--- Given records ---

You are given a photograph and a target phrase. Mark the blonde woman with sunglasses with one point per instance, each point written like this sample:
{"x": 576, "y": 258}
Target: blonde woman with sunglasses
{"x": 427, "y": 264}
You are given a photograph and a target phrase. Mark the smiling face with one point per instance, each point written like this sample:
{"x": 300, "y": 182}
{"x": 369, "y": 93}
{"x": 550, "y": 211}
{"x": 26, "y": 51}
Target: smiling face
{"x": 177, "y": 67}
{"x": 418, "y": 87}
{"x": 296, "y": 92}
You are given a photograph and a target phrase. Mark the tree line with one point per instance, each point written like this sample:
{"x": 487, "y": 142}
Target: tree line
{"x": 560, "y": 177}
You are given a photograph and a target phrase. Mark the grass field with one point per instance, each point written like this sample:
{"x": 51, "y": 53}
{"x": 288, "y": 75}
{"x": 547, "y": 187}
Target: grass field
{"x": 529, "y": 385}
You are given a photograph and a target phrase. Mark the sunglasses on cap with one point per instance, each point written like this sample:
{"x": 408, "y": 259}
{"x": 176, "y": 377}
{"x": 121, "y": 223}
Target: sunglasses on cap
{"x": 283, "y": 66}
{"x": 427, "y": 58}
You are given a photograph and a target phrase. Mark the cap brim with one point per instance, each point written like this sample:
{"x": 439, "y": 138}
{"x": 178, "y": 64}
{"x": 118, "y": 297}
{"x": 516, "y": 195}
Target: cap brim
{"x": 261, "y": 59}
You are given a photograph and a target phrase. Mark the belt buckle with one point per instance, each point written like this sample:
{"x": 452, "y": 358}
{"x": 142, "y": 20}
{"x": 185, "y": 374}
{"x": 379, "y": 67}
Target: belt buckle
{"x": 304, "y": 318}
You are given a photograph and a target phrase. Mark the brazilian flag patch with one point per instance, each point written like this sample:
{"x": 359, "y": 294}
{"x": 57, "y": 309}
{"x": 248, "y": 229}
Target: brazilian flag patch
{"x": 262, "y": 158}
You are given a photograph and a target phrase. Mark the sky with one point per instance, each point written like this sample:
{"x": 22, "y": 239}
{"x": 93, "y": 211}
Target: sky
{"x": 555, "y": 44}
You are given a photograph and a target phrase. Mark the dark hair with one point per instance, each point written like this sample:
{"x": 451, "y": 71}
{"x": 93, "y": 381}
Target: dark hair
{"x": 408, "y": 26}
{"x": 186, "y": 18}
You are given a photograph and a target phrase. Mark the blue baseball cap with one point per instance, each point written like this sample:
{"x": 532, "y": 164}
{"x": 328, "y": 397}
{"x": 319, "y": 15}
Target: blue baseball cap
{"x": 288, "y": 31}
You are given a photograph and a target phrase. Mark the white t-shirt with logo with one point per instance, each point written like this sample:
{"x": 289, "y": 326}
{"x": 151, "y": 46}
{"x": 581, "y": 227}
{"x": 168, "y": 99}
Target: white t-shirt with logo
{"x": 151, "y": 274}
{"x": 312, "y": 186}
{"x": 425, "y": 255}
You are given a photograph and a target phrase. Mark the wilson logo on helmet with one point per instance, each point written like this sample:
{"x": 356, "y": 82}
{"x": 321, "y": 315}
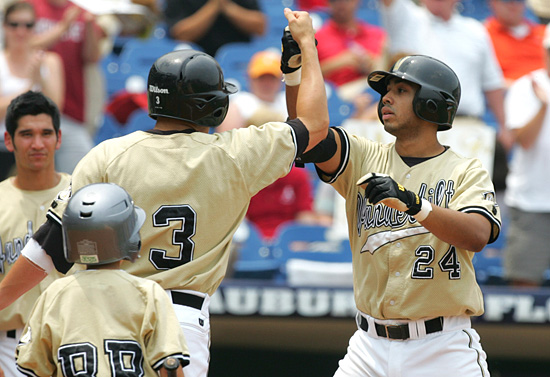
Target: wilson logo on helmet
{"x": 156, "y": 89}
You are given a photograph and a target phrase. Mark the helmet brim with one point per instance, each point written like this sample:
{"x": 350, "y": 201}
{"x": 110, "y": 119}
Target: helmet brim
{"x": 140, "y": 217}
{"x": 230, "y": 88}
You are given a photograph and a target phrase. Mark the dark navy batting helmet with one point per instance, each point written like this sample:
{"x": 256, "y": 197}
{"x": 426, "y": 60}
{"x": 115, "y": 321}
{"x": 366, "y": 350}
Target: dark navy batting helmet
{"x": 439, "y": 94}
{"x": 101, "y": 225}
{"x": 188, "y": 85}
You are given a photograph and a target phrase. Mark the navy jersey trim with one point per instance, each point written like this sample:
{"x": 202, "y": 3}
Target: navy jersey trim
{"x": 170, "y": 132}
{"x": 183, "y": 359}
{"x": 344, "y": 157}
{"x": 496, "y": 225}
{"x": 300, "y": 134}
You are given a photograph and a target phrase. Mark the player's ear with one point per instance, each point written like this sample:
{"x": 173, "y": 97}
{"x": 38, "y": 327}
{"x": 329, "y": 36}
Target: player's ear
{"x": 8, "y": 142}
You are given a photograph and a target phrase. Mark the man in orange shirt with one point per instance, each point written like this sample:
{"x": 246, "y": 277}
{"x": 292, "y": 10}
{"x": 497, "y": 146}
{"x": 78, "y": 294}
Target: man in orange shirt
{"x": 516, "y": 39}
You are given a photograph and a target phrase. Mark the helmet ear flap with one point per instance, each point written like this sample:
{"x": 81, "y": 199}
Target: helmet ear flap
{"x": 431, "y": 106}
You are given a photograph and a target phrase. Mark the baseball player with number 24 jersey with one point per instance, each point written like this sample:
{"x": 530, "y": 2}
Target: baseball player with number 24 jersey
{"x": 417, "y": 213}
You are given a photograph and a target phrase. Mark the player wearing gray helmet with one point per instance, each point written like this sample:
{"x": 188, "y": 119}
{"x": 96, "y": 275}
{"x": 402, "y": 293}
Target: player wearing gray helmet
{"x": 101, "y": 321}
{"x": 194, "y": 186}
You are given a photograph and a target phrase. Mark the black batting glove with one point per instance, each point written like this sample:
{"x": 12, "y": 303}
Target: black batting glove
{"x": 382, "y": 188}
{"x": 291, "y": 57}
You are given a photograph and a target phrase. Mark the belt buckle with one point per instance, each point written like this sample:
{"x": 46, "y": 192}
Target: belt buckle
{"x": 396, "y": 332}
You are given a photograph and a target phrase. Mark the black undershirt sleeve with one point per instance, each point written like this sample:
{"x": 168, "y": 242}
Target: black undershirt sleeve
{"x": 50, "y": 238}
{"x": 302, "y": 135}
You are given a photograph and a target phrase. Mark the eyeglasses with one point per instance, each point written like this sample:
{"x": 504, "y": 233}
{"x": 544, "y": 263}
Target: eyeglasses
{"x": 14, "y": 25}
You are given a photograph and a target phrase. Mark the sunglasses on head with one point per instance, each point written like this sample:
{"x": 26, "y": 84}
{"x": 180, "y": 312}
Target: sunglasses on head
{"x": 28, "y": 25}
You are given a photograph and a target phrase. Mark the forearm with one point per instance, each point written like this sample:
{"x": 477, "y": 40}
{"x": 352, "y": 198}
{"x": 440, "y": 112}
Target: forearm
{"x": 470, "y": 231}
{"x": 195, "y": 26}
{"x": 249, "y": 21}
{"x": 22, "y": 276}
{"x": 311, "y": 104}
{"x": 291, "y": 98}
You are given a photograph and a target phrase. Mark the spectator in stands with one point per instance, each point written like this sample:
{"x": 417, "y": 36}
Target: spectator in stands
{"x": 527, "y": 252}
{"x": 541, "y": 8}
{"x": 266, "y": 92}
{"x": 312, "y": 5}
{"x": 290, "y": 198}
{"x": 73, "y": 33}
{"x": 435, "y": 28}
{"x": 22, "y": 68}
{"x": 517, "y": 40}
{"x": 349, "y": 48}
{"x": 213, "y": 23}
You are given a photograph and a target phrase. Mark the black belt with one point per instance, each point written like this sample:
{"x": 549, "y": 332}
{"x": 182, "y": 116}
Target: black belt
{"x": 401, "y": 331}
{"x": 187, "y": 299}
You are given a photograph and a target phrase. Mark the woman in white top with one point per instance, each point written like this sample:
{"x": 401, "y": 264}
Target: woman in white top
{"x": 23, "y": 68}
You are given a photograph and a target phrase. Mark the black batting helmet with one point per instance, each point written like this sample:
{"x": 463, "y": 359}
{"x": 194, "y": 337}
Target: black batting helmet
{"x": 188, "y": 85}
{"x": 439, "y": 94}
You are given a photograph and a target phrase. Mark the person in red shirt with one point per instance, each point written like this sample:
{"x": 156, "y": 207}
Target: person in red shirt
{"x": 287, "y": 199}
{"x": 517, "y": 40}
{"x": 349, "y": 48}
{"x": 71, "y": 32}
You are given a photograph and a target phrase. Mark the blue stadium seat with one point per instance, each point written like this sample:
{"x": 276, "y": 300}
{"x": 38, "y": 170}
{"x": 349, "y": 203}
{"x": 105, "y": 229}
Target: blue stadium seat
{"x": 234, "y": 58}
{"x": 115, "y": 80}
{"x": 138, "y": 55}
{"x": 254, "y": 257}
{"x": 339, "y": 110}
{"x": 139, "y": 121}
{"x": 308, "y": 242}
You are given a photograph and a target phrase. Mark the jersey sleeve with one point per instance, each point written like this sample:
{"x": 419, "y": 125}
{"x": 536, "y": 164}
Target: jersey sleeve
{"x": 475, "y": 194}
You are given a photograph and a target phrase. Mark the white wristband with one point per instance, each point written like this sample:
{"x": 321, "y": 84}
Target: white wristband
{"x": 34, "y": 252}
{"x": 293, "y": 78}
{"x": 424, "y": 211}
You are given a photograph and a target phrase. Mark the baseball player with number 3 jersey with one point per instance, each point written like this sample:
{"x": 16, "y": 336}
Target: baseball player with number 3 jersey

---

Instruction – Repeat only the stretch of lines that opens with the line containing "the black belt" and closes with the final line of the entries, both included, exactly as written.

Written solution –
You are given a photograph and a target phrase. Mark the black belt with one point per instance, each point written like this sample:
{"x": 549, "y": 332}
{"x": 182, "y": 116}
Target: black belt
{"x": 401, "y": 331}
{"x": 187, "y": 299}
You are given a photograph and a target phrase. Mark the woman in white top with one point per instance, each point written like this sample:
{"x": 401, "y": 264}
Target: woman in white top
{"x": 23, "y": 68}
You are given a photograph and a target phrase. Mark the black batting helmet with one point per instance, each point written like this sample:
{"x": 463, "y": 359}
{"x": 194, "y": 337}
Target: black batting helmet
{"x": 188, "y": 85}
{"x": 439, "y": 94}
You are given a photograph and a target phrase. Mark the person in red shirt with one point per instance, each point written like this sample:
{"x": 156, "y": 207}
Target: person in red shirt
{"x": 287, "y": 199}
{"x": 517, "y": 40}
{"x": 349, "y": 48}
{"x": 71, "y": 32}
You are given a photograph and a target phrase. Mark the blue stadium seat with one point per instance, each point written like this sample:
{"x": 276, "y": 300}
{"x": 38, "y": 170}
{"x": 349, "y": 203}
{"x": 105, "y": 229}
Target: blue stadium seat
{"x": 234, "y": 58}
{"x": 115, "y": 80}
{"x": 138, "y": 55}
{"x": 254, "y": 257}
{"x": 339, "y": 110}
{"x": 139, "y": 121}
{"x": 308, "y": 242}
You are given a photograph and a target phrase. Mark the jersey sleeve with one point per instance, each point written like this sample:
{"x": 419, "y": 125}
{"x": 536, "y": 164}
Target: jersey sleeve
{"x": 475, "y": 194}
You are given a photograph and a target phrase. Mark the white wristband with one point per instance, each point written like this sample:
{"x": 321, "y": 84}
Target: white wristband
{"x": 34, "y": 252}
{"x": 293, "y": 78}
{"x": 424, "y": 211}
You are given a photograph and a target phrase. Mark the baseball player with number 3 jersey with one point per instance, each point written like this sample:
{"x": 16, "y": 336}
Target: baseball player with number 3 jersey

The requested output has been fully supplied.